» **AIM**: Rewrite the listing from the line with "SEARCH: white wide-brimmed hat" up to and including the line with "[134,275,150,289]", changing "coat" to "jacket" and keeping everything else the same. Give only those lines.

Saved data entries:
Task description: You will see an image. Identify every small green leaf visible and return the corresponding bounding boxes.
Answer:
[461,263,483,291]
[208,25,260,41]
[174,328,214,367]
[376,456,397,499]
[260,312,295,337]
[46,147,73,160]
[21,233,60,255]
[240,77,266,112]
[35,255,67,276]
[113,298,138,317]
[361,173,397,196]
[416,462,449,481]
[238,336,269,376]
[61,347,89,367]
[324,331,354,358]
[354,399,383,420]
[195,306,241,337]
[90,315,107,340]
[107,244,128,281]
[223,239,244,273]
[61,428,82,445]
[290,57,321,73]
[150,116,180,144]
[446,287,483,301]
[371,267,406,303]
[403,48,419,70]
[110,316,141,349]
==
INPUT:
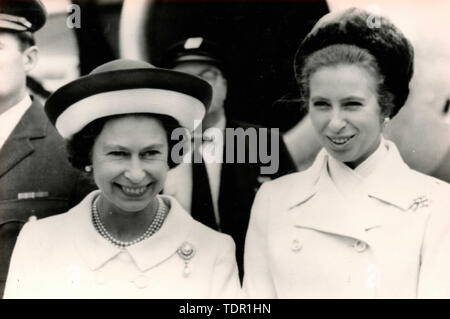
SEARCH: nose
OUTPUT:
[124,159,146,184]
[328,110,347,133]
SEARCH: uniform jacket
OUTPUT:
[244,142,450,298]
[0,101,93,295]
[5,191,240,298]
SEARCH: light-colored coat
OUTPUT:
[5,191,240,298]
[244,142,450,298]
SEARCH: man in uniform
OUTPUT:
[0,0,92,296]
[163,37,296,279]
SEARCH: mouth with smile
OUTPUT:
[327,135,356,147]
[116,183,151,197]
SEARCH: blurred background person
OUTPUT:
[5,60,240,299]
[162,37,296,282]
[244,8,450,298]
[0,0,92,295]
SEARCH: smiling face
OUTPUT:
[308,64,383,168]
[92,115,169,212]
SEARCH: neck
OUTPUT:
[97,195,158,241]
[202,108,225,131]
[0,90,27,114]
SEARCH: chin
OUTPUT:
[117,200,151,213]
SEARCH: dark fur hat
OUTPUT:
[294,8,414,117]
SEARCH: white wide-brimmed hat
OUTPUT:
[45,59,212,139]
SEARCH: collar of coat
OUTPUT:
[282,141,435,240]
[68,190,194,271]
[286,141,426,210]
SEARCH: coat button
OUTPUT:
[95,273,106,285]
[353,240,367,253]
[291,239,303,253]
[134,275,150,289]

» **OUTPUT FOR THIS TASK**:
SEARCH: white wide-brimmed hat
OUTPUT:
[45,59,212,139]
SEARCH: collar of jacket
OUTPUT:
[282,141,435,240]
[68,190,194,271]
[286,141,426,210]
SEARCH: jacket button
OUTPUT:
[95,273,106,285]
[353,240,367,253]
[291,239,303,253]
[134,275,150,289]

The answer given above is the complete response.